Study material
◆ ◆ ◆

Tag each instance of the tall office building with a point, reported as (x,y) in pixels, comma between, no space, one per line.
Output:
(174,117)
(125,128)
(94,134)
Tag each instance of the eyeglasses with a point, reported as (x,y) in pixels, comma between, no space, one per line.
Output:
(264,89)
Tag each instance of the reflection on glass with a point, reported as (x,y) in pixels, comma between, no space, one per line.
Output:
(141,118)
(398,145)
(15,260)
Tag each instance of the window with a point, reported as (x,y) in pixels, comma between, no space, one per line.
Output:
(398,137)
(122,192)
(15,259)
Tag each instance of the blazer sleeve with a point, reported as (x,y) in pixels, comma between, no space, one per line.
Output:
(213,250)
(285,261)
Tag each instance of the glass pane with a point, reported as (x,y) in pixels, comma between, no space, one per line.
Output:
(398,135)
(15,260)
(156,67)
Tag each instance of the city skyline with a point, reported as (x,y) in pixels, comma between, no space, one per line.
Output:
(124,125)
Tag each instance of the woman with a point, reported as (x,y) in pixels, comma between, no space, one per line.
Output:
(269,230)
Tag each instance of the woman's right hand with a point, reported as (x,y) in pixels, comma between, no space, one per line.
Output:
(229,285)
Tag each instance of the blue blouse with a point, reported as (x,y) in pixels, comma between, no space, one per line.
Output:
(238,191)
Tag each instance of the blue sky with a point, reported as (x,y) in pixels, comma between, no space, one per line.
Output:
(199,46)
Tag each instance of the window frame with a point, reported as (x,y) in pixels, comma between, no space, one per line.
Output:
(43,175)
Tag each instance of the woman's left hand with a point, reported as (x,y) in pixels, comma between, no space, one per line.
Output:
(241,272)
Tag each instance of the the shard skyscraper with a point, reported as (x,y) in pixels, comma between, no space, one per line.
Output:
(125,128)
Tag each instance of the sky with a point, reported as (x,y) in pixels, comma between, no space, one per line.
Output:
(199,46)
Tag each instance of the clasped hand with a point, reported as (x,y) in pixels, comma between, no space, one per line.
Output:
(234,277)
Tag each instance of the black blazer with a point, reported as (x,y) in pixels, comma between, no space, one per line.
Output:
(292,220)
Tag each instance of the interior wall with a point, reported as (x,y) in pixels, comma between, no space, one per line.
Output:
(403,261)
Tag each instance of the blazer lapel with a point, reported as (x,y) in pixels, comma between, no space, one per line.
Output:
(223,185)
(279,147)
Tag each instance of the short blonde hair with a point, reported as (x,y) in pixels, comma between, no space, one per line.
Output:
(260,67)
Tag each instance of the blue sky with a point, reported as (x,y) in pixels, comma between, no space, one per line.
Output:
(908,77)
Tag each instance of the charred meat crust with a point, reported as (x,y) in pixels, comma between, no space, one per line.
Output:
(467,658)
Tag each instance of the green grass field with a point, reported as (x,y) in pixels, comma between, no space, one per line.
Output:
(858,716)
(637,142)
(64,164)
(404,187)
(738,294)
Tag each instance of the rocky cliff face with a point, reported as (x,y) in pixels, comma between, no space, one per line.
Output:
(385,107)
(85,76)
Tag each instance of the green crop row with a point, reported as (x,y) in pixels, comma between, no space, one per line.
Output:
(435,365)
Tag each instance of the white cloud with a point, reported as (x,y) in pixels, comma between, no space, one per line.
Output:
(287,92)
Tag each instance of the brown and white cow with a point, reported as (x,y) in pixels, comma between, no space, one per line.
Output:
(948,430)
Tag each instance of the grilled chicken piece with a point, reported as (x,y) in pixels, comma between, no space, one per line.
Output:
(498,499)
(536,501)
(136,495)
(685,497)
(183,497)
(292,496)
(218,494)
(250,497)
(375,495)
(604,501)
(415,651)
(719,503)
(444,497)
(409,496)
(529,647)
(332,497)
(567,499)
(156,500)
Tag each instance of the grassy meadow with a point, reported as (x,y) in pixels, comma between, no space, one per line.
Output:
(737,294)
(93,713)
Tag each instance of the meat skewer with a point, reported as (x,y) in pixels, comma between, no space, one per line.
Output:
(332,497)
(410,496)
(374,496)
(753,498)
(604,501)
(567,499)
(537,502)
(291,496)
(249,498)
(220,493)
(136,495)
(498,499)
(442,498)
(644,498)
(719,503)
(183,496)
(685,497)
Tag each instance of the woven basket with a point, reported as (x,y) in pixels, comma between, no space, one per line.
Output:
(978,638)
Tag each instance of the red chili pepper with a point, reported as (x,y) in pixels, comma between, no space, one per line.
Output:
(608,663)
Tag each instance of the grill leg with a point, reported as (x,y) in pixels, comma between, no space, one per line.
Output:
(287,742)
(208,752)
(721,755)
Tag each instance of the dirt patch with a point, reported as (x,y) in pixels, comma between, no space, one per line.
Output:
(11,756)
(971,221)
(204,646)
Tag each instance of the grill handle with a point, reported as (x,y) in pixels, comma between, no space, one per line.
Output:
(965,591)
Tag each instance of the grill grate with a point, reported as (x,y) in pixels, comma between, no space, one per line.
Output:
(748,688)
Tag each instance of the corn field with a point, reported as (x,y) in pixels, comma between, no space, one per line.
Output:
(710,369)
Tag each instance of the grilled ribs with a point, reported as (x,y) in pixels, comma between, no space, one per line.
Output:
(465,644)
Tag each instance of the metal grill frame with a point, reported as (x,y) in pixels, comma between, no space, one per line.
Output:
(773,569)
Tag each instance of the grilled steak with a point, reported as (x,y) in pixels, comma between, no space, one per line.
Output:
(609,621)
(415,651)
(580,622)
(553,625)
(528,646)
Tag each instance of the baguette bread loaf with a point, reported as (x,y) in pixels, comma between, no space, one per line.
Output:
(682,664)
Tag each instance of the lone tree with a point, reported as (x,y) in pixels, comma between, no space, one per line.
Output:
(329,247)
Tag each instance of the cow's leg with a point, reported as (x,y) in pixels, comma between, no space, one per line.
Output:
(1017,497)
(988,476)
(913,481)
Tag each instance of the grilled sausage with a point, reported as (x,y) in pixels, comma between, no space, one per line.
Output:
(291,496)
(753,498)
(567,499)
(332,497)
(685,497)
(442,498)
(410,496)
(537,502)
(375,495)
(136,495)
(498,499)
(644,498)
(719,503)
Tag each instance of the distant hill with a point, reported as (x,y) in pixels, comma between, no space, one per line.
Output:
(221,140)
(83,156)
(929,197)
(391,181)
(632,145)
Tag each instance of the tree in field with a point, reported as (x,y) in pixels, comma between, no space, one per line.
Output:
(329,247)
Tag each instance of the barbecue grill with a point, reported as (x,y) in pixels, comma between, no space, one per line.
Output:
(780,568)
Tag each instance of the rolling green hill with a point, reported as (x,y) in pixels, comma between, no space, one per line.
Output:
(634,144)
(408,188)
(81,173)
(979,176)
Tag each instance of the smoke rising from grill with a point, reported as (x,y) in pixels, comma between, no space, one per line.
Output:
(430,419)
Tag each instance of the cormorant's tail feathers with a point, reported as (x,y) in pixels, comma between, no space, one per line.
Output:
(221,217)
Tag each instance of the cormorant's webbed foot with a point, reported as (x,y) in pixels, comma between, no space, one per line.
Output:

◆ ◆ ◆

Work to be completed
Go through the listing above and return each line where the word "tree" occurs.

Task solution
Tag each instance of the lone tree with a point, reported as (x,y) in pixels, comma between, no space, one per line.
Tag each instance of the tree in field with a point, reported as (x,y) in pixels, comma between, no space, one per line.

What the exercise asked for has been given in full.